→ **Extract**
Many Republicans in Congress have argued that the Biden administration is acting too aggressively on climate change when countries like China and India have yet to commit to absolute emissions cuts. Sen. John Barrasso, R-Wyo., said that the president was “unilaterally committing America to a drastic and damaging emissions pledge” that would punish the U.S. economy while “America’s adversaries like China and Russia continue to increase emissions at will.”
The Biden administration’s calculus is that it should set a target that is both challenging to meet but also politically plausible. By doing so, officials say, they can persuade other countries to do more — both through diplomatic pressure and by driving down the cost of new low-carbon technologies, such as electric vehicles or hydrogen fuels, to make it easier for other countries to act.
It remains to be seen if the United States can pull that off.
The Biden administration invited more than 40 world leaders to this week’s climate summit with the hope that other countries might announce fresh commitments of their own. Biden has long vowed to transform the United States into a global leader on climate change, after the Trump administration had largely dismissed the issue for four years.
So far, the results have been mixed. Japan and Canada both agreed to strengthen their 2030 targets. The British government said Tuesday that it would step up action with a new target, cutting emissions 78% below 1990 levels by 2035. But other major emitters such as China, India and Russia have yet to offer significant new pledges.

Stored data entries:
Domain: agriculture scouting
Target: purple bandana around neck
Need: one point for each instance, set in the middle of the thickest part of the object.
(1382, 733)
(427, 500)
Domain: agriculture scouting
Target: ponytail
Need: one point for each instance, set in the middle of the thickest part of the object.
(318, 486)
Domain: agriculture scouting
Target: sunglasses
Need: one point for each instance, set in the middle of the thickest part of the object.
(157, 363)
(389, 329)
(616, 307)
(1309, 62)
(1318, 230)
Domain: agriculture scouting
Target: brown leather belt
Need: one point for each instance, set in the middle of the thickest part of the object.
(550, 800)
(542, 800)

→ **Work instruction A**
In the climate policy excerpt, what emissions target did the British government announce?
→ **Work instruction B**
Retype the stretch of the climate policy excerpt from "It remains to" through "for four years." word for word.

→ **Written solution A**
Cutting emissions 78% below 1990 levels by 2035.

→ **Written solution B**
It remains to be seen if the United States can pull that off.
The Biden administration invited more than 40 world leaders to this week’s climate summit with the hope that other countries might announce fresh commitments of their own. Biden has long vowed to transform the United States into a global leader on climate change, after the Trump administration had largely dismissed the issue for four years.